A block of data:
## START

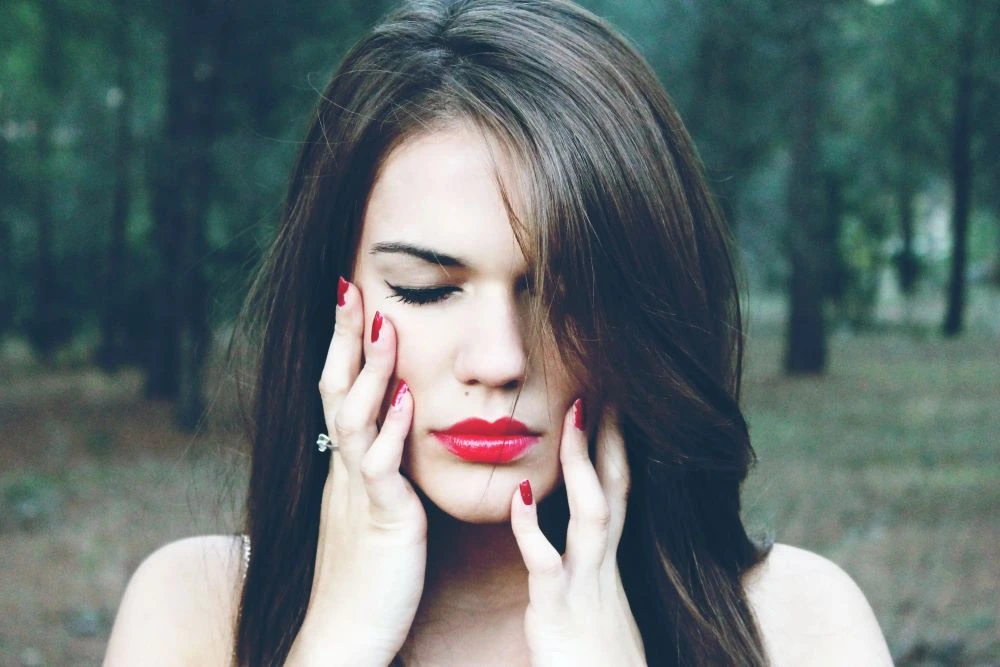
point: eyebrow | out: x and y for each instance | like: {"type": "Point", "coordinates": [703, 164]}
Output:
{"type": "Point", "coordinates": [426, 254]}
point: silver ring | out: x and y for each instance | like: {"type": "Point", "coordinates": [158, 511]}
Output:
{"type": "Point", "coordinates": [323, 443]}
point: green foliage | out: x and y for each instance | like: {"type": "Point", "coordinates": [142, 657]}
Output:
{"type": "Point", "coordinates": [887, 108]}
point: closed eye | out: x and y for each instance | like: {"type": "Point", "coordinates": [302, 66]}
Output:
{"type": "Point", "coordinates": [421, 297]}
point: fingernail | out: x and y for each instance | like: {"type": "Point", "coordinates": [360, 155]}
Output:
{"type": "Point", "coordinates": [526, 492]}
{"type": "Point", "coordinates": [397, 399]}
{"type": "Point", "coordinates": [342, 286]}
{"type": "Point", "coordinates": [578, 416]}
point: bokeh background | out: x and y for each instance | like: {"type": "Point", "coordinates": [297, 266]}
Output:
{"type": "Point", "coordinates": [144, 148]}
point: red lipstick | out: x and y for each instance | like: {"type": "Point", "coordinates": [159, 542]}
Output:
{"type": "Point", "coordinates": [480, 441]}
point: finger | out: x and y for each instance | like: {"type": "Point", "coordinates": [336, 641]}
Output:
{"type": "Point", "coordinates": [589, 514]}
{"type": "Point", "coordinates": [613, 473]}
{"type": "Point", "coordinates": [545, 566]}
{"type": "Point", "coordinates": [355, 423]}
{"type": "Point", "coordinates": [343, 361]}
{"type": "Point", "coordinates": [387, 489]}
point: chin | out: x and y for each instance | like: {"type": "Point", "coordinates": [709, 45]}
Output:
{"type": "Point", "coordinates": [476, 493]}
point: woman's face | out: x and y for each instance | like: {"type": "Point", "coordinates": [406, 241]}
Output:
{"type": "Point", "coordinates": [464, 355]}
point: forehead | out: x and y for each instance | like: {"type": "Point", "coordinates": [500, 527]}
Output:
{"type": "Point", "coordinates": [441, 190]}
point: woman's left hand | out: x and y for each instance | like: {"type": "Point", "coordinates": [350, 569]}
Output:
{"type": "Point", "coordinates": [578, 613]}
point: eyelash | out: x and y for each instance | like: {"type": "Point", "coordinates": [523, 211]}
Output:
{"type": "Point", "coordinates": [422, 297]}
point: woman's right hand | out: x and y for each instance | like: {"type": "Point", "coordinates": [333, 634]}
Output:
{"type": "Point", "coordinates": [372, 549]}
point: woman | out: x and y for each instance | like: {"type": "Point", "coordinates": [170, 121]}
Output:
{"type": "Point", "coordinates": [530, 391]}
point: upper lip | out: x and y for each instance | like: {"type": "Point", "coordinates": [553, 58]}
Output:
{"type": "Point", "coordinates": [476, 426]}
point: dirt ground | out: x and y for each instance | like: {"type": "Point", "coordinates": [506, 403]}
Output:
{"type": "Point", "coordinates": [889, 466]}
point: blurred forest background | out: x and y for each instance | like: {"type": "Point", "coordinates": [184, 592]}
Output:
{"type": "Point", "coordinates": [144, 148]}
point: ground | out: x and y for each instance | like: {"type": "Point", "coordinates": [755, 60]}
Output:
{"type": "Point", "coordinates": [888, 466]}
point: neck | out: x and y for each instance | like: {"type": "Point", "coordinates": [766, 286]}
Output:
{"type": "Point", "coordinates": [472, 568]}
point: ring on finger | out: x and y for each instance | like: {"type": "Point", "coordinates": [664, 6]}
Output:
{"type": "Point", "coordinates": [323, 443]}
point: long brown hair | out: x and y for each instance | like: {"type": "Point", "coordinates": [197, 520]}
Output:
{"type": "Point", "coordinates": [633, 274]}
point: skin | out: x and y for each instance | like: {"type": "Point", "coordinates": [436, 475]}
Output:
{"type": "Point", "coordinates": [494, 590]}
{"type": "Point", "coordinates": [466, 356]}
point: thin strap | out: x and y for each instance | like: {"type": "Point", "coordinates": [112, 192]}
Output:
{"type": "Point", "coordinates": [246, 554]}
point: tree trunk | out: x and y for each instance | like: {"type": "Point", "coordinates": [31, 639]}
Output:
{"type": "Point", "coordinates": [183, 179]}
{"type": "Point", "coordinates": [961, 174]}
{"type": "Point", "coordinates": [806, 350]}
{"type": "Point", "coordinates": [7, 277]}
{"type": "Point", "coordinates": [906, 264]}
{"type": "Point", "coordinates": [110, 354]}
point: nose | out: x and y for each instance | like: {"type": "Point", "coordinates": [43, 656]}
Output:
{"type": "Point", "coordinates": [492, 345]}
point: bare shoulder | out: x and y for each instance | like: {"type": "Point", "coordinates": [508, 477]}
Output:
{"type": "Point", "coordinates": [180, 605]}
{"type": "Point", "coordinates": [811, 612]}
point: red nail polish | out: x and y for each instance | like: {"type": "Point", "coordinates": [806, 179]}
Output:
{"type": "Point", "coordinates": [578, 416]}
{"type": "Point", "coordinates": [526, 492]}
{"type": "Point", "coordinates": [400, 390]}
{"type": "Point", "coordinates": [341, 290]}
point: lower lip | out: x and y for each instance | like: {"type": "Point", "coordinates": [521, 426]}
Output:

## END

Aim: Omit every picture, then reproduce the rest of the listing exactly.

Response below:
point: eyebrow | out: x and y for each instance | like: {"type": "Point", "coordinates": [703, 164]}
Output:
{"type": "Point", "coordinates": [426, 254]}
point: silver ring | out: x and y for each instance | like: {"type": "Point", "coordinates": [158, 511]}
Output:
{"type": "Point", "coordinates": [323, 443]}
point: green foliage | out: x and y for each instance | like: {"type": "Point", "coordinates": [142, 657]}
Output:
{"type": "Point", "coordinates": [887, 108]}
point: closed eye | out: x and y for each instance | like: {"type": "Point", "coordinates": [302, 66]}
Output:
{"type": "Point", "coordinates": [421, 297]}
point: fingernail | out: x and y for each instance | like: {"type": "Point", "coordinates": [360, 155]}
Output:
{"type": "Point", "coordinates": [526, 492]}
{"type": "Point", "coordinates": [397, 399]}
{"type": "Point", "coordinates": [342, 286]}
{"type": "Point", "coordinates": [578, 416]}
point: bokeh background | out: x and y for each instance | like: {"type": "Point", "coordinates": [297, 266]}
Output:
{"type": "Point", "coordinates": [144, 148]}
point: red lipstick | out: x and y for each instance | like: {"type": "Point", "coordinates": [159, 542]}
Output:
{"type": "Point", "coordinates": [480, 441]}
point: finger | out: x and y for each instance | like: {"type": "Point", "coordinates": [336, 641]}
Output:
{"type": "Point", "coordinates": [589, 514]}
{"type": "Point", "coordinates": [613, 473]}
{"type": "Point", "coordinates": [545, 566]}
{"type": "Point", "coordinates": [355, 423]}
{"type": "Point", "coordinates": [343, 361]}
{"type": "Point", "coordinates": [387, 489]}
point: chin | out: x and y for each instance | like: {"type": "Point", "coordinates": [709, 45]}
Output:
{"type": "Point", "coordinates": [476, 493]}
point: woman's face | out: x and y for each instance | like: {"type": "Point", "coordinates": [406, 241]}
Output:
{"type": "Point", "coordinates": [464, 355]}
point: forehead | out: x and y for each instance | like: {"type": "Point", "coordinates": [500, 527]}
Output:
{"type": "Point", "coordinates": [441, 190]}
point: woman's left hand | out: x and y for each instance | like: {"type": "Point", "coordinates": [350, 569]}
Output:
{"type": "Point", "coordinates": [578, 613]}
point: eyelash | out: x and y for each instance | like: {"type": "Point", "coordinates": [523, 211]}
Output:
{"type": "Point", "coordinates": [422, 297]}
point: woman's right hand | out: x and y for each instance | like: {"type": "Point", "coordinates": [333, 634]}
Output:
{"type": "Point", "coordinates": [372, 549]}
point: woman | out: x and y for each instance | like: {"type": "Point", "coordinates": [170, 121]}
Output:
{"type": "Point", "coordinates": [530, 391]}
point: upper lip | out: x and y for each instance | like: {"type": "Point", "coordinates": [553, 58]}
Output:
{"type": "Point", "coordinates": [476, 426]}
point: dirt ground | out: x and y for each instance | like: {"type": "Point", "coordinates": [506, 403]}
Output:
{"type": "Point", "coordinates": [889, 466]}
point: blurred forest background | out: x and y for each instance | like: {"type": "Point", "coordinates": [184, 592]}
Output:
{"type": "Point", "coordinates": [144, 148]}
point: ground | out: x and y for each instance | like: {"type": "Point", "coordinates": [755, 60]}
Output:
{"type": "Point", "coordinates": [888, 466]}
point: neck | out: x and y for each instance | like: {"type": "Point", "coordinates": [766, 286]}
Output:
{"type": "Point", "coordinates": [472, 568]}
point: ring on finger | out: x and y for each instance | like: {"type": "Point", "coordinates": [664, 6]}
Output:
{"type": "Point", "coordinates": [323, 443]}
point: long brown hair | out: x and y for each instance | like: {"type": "Point", "coordinates": [197, 520]}
Output:
{"type": "Point", "coordinates": [633, 274]}
point: skin | out: x and y for each instance | like: {"type": "Point", "coordinates": [436, 475]}
Output:
{"type": "Point", "coordinates": [494, 590]}
{"type": "Point", "coordinates": [466, 356]}
point: thin strap | out: x and y for each instance | like: {"type": "Point", "coordinates": [112, 192]}
Output:
{"type": "Point", "coordinates": [246, 554]}
point: tree trunk | out: x and y for each instance | like: {"type": "Point", "coordinates": [31, 639]}
Output:
{"type": "Point", "coordinates": [183, 179]}
{"type": "Point", "coordinates": [961, 174]}
{"type": "Point", "coordinates": [806, 350]}
{"type": "Point", "coordinates": [7, 277]}
{"type": "Point", "coordinates": [906, 264]}
{"type": "Point", "coordinates": [110, 354]}
point: nose | out: x and y for each instance | like: {"type": "Point", "coordinates": [43, 656]}
Output:
{"type": "Point", "coordinates": [492, 345]}
point: bare shoulder | out: x and y for each instance | like: {"type": "Point", "coordinates": [508, 477]}
Output:
{"type": "Point", "coordinates": [180, 605]}
{"type": "Point", "coordinates": [811, 612]}
point: red nail polish | out: x and y for each instance | like: {"type": "Point", "coordinates": [806, 179]}
Output:
{"type": "Point", "coordinates": [578, 416]}
{"type": "Point", "coordinates": [526, 492]}
{"type": "Point", "coordinates": [400, 390]}
{"type": "Point", "coordinates": [341, 290]}
point: lower lip | out: x and y for each instance | like: {"type": "Point", "coordinates": [521, 426]}
Output:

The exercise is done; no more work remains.